▶ **Point placement records**
╔══

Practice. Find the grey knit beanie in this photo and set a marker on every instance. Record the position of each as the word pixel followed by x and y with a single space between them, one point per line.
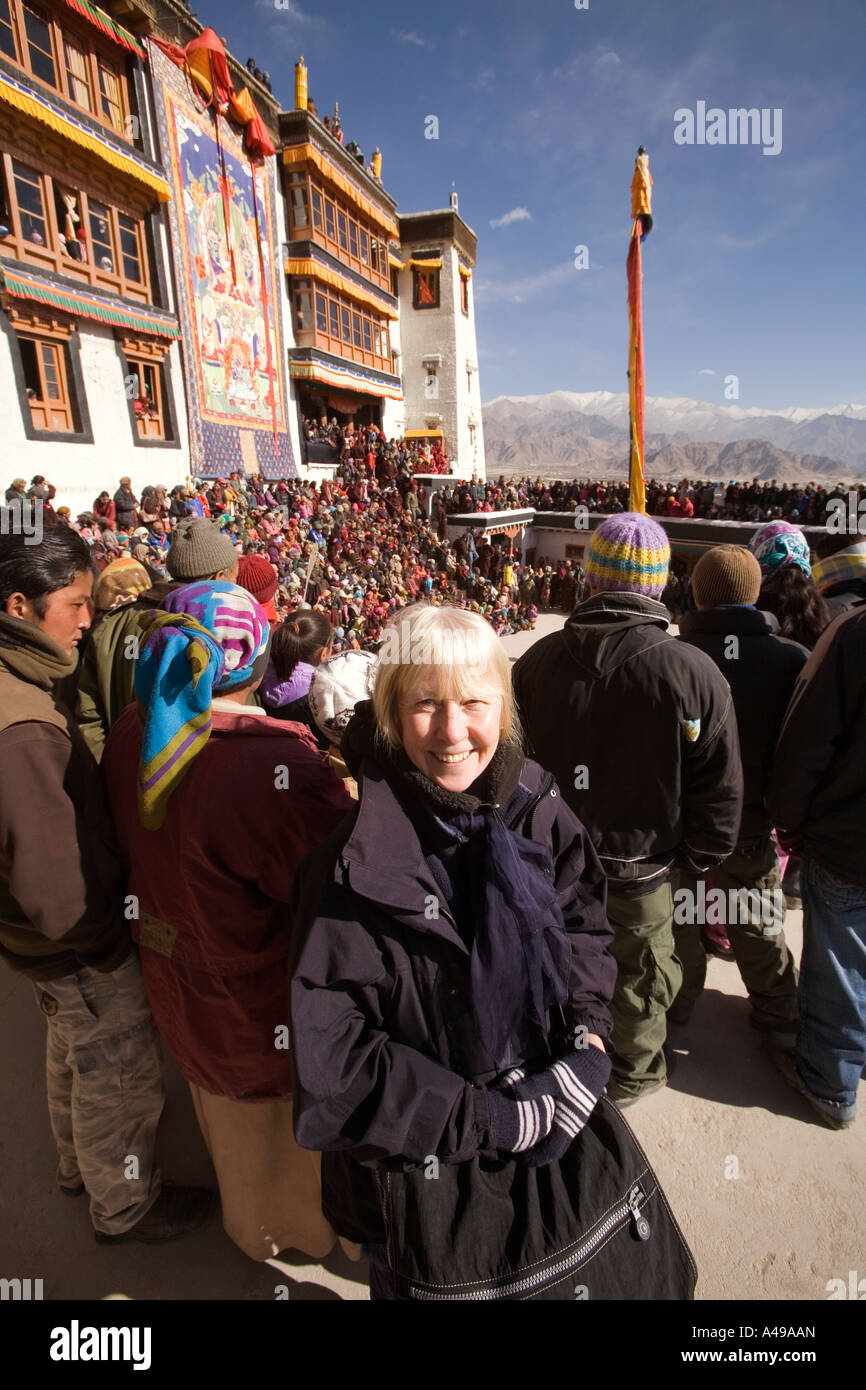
pixel 199 549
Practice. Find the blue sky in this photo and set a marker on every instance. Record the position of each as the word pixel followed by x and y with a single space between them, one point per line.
pixel 755 264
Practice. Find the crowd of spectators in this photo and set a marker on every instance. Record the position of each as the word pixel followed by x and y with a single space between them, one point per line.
pixel 360 545
pixel 755 501
pixel 371 451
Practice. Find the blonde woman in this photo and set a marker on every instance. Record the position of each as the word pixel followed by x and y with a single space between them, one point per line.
pixel 452 976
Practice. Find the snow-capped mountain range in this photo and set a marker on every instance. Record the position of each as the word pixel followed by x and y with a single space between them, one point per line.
pixel 567 430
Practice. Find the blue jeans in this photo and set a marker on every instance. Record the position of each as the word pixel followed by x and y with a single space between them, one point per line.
pixel 831 1040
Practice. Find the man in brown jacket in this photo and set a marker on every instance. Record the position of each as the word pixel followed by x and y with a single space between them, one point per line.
pixel 63 911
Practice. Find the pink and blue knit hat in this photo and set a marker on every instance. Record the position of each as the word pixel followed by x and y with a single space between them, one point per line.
pixel 779 544
pixel 210 638
pixel 628 553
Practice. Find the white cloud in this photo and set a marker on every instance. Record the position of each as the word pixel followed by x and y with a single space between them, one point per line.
pixel 517 214
pixel 517 291
pixel 289 9
pixel 410 36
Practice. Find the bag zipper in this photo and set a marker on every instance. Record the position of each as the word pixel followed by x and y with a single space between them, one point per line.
pixel 630 1208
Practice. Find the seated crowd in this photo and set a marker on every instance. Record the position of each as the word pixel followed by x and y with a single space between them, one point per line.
pixel 466 873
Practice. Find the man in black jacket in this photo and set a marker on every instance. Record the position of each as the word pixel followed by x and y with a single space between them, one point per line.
pixel 640 731
pixel 818 797
pixel 63 909
pixel 762 670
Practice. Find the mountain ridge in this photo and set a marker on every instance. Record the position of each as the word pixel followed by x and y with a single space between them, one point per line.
pixel 569 432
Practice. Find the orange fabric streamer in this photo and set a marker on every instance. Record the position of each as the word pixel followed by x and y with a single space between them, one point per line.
pixel 637 481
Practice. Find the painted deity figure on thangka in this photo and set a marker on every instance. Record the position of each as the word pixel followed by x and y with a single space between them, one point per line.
pixel 224 271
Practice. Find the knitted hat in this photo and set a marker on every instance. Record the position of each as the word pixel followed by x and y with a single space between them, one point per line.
pixel 120 583
pixel 210 638
pixel 726 574
pixel 338 685
pixel 779 544
pixel 628 553
pixel 198 549
pixel 257 577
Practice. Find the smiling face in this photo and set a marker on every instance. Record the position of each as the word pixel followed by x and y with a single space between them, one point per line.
pixel 451 740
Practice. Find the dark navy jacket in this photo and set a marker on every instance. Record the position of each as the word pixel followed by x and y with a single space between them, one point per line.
pixel 384 1050
pixel 640 733
pixel 762 669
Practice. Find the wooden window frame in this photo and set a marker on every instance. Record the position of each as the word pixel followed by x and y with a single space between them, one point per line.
pixel 416 280
pixel 359 234
pixel 95 52
pixel 52 256
pixel 59 331
pixel 136 356
pixel 71 78
pixel 374 348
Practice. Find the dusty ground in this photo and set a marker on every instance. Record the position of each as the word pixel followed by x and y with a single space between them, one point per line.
pixel 770 1201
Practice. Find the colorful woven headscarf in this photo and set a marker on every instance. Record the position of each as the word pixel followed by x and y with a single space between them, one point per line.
pixel 211 638
pixel 779 544
pixel 847 565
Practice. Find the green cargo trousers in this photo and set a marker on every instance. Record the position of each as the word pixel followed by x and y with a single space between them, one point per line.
pixel 104 1086
pixel 754 913
pixel 648 979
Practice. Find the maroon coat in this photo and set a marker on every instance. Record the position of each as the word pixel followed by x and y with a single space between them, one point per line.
pixel 213 886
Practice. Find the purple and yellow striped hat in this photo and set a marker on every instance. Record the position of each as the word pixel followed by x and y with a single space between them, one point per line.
pixel 628 553
pixel 210 638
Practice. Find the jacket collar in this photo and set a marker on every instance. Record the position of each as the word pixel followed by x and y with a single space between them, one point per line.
pixel 729 619
pixel 385 862
pixel 32 655
pixel 603 608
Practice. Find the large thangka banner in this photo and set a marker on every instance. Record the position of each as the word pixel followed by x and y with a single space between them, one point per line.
pixel 223 273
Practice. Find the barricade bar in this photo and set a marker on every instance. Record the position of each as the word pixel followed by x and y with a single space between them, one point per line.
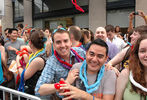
pixel 17 93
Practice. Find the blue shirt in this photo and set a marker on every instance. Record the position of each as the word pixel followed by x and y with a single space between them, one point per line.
pixel 54 70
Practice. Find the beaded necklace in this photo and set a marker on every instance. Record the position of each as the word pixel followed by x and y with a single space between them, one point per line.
pixel 33 56
pixel 95 86
pixel 64 63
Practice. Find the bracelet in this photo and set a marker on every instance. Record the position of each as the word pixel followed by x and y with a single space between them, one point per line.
pixel 93 97
pixel 19 67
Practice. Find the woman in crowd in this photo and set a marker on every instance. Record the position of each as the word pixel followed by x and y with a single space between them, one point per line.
pixel 35 64
pixel 124 54
pixel 6 77
pixel 132 82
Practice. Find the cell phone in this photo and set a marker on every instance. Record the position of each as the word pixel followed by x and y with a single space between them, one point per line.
pixel 135 13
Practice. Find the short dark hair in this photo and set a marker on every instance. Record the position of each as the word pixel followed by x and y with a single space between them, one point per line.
pixel 37 38
pixel 109 28
pixel 76 31
pixel 20 25
pixel 99 42
pixel 11 30
pixel 6 29
pixel 59 31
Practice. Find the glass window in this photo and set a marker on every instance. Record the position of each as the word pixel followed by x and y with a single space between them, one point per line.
pixel 51 5
pixel 38 6
pixel 119 17
pixel 112 0
pixel 19 9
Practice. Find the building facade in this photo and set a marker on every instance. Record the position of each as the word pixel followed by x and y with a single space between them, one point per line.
pixel 50 13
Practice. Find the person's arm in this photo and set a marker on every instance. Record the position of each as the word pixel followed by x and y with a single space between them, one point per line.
pixel 72 75
pixel 122 81
pixel 44 86
pixel 48 48
pixel 79 94
pixel 36 65
pixel 3 56
pixel 142 14
pixel 131 16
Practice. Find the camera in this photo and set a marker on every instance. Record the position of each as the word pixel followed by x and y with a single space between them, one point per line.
pixel 135 13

╚══

▶ **WRITTEN PROBLEM**
Turn every line of the items above into a numbered list, skipping blank lines. Leave the pictures out of your answer.

▶ **THE ANSWER**
1. Practice. Find the grey knit beanie in this photo and set a marker on every instance. Record the position of each as the word pixel followed by x and y with a single space between them, one point per line.
2. pixel 199 549
3. Practice. Find the blue sky in this photo and set a marker on every instance. Record the position of each as the word pixel followed by x and y with a single space between them, one point per line.
4. pixel 755 264
5. Practice. Find the crowd of spectators in this photo and set a marker on every instance. Record the position of each as the word pixel followed by x and y with a single space between them, one point per line.
6. pixel 360 545
7. pixel 755 501
8. pixel 371 451
9. Practice. Find the blonde woman in this photo and set a marker on every instance. Record the position of each as the word pixel followed by x and y with a single space between them, one point per line.
10. pixel 452 976
11. Practice. Find the snow-capped mountain range in this photo and set a marker on every instance. Record the position of each as the word pixel followed by x and y with a single space between them, one point per line.
12. pixel 567 430
13. Practice. Find the blue jeans in this photo and set a marker on every instance. Record the position of each as the word pixel followed by x and y with a single space between them, one point per line.
14. pixel 831 1040
15. Practice. Find the man in brown jacket in this photo and set a marker on every instance. Record the position of each as the word pixel followed by x and y with a single space between them, one point per line.
16. pixel 63 911
17. Practice. Find the pink and blue knit hat in this photo and set a marker on every instance. Record the position of each as the word pixel followed by x and y with a single space between them, one point per line.
18. pixel 779 544
19. pixel 210 638
20. pixel 628 553
21. Practice. Find the white cloud in this photo and set a marker on every instance. Record the position of each as the word pixel followed by x and y with a single space between them, one point per line.
22. pixel 517 214
23. pixel 517 291
24. pixel 289 9
25. pixel 410 36
26. Practice. Find the bag zipper in this photo and set a marker on every instance. Record the position of each as the word pixel followed by x and y with a single space between them, one point per line.
27. pixel 630 1208
28. Practice. Find the seated crowd in this photo and set a marker on every instance. Record the position of each as the word pixel followed by x and y with a single space between them, one point per line.
29. pixel 466 873
30. Practice. Find the man in black jacket in this photo and set a marker on every instance. Record the position of each as the word pixel followed by x and y with a single space between them, one point per line.
31. pixel 640 731
32. pixel 818 797
33. pixel 63 909
34. pixel 762 670
35. Practice. Find the mountain ridge in this photo and set a marker on every instance. Record the position of each as the word pixel followed by x and y with a single space between them, one point per line.
36. pixel 569 432
37. Practice. Find the orange fabric streamer in this photo and set a marker on every instance. Record the position of each as the word pixel followed by x and y with a single space between them, one point per line.
38. pixel 637 481
39. Practice. Find the painted deity figure on thangka in this photo and set a marker on every instance. Record the position of each as the word pixel followed by x and y with a single space between them, one point per line.
40. pixel 224 271
41. Practice. Find the knitted hat in this photo and set a marker on every instance. Record the position of each as the word pixel followed by x and y with a single space between them, one point per line.
42. pixel 120 583
43. pixel 210 638
44. pixel 726 574
45. pixel 338 685
46. pixel 779 544
47. pixel 628 553
48. pixel 198 549
49. pixel 257 577
50. Practice. Find the smiling face in this photo and set a marker on every instance. Record the position of each as the word pixel followed by x and y with a single space between them, one point per line.
51. pixel 451 740
52. Practice. Find the dark navy jacket in this photo and set a marker on every instance. Record the position of each as the word pixel followed by x and y with a single space between them, one point per line.
53. pixel 384 1050
54. pixel 640 733
55. pixel 762 669
56. Practice. Find the wooden window frame in this photo and set a marker on every instance. Record the position of each as the word pixel followed by x and y with a single space between them, one point per line.
57. pixel 416 280
58. pixel 359 234
59. pixel 95 52
60. pixel 52 256
61. pixel 59 331
62. pixel 136 356
63. pixel 71 78
64. pixel 374 348
65. Practice. Find the dusty ground in this photo and set a marker on every instance. Record the position of each as the word pixel followed by x and y with a single space between them, one point per line.
66. pixel 770 1201
67. Practice. Find the colorful woven headscarf in this photo and set a marker on every instance. Record the position of each as the word pixel followed by x and y with a single space between them, one point per line.
68. pixel 211 638
69. pixel 779 544
70. pixel 847 565
71. Practice. Find the green cargo trousers in this photo and set a marker on every instance. Record the position of each as the word pixel followed by x and y with a single space between them, one point per line.
72. pixel 104 1086
73. pixel 754 913
74. pixel 648 979
75. Practice. Find the maroon coat in this photo and set a marker on every instance. Record the position of each as the word pixel followed by x and y with a single space between them, one point per line.
76. pixel 213 886
77. Practice. Find the purple and yellow striped hat in this photo and set a marker on every instance. Record the position of each as the word pixel followed by x and y with a single space between them, one point per line.
78. pixel 628 553
79. pixel 210 638
80. Practice. Find the jacket collar in this photo and set a marker on every instance. Record the position of each as the word pixel followed by x and y with a single space between them, one point per line.
81. pixel 729 619
82. pixel 385 862
83. pixel 32 655
84. pixel 603 608
85. Practice. Find the large thangka banner in this photo and set a marker on every instance. Record the position of each as the word pixel followed by x and y with a single space between them, one point per line.
86. pixel 223 273
87. Practice. Find the barricade bar in this photo and set a marker on every instance. Record the position of each as the word pixel followed by x and y with a single space between them, one point per line.
88. pixel 17 93
89. Practice. Find the blue shirt in this photo and set a marker on every instance. Record the position of each as the word pixel followed by x and y with a single space between them, one point per line.
90. pixel 54 70
91. Practice. Find the beaded necklace in this photo and set a marker on every instance. Record the position of each as the word pixel followed by x and y with a single space between them, one point per line.
92. pixel 33 56
93. pixel 95 86
94. pixel 64 63
95. Practice. Find the bracelet in this photo and set a marker on every instance. Record the position of each as the word pixel followed by x and y with a single space between them, one point per line.
96. pixel 93 97
97. pixel 19 67
98. Practice. Find the woman in crowd in this photo and set a marker on every instance. Record the position of each as the word pixel followed by x and y with a single space between them, one point per line.
99. pixel 35 64
100. pixel 124 54
101. pixel 6 77
102. pixel 132 82
103. Practice. Find the cell phone in this photo and set a marker on every instance. Record the position of each as the word pixel followed by x and y with a single space between them, one point per line.
104. pixel 135 13
105. Practice. Find the short dark hair in this photo and set a marker on every instance. Record the position of each as the word pixel followed by x and y with a single space between them, one point per line.
106. pixel 37 38
107. pixel 109 28
108. pixel 76 31
109. pixel 20 25
110. pixel 99 42
111. pixel 11 30
112. pixel 6 29
113. pixel 59 31
114. Practice. Find the glass window in this photo and set a marker on every instance. Record the position of each as the word pixel followed by x and y with a single space between them, one point per line.
115. pixel 51 5
116. pixel 38 6
117. pixel 119 17
118. pixel 112 0
119. pixel 19 9
120. Practice. Find the building facade in this photo and set a marker on every instance. Record the position of each as the word pixel followed by x and y with a single space between them, one point per line.
121. pixel 50 13
122. Practice. Find the person's arm in this photo and set a marker on every instance. Record the position of each as the word pixel followed by x and y with a single space between them, one point per line.
123. pixel 72 75
124. pixel 122 81
125. pixel 44 86
126. pixel 48 48
127. pixel 79 94
128. pixel 36 65
129. pixel 3 56
130. pixel 142 14
131. pixel 131 16
132. Practice. Find the camera in this photo and set a marker on every instance. Record the position of each as the word pixel followed by x and y with a single space between them, one point per line.
133. pixel 135 13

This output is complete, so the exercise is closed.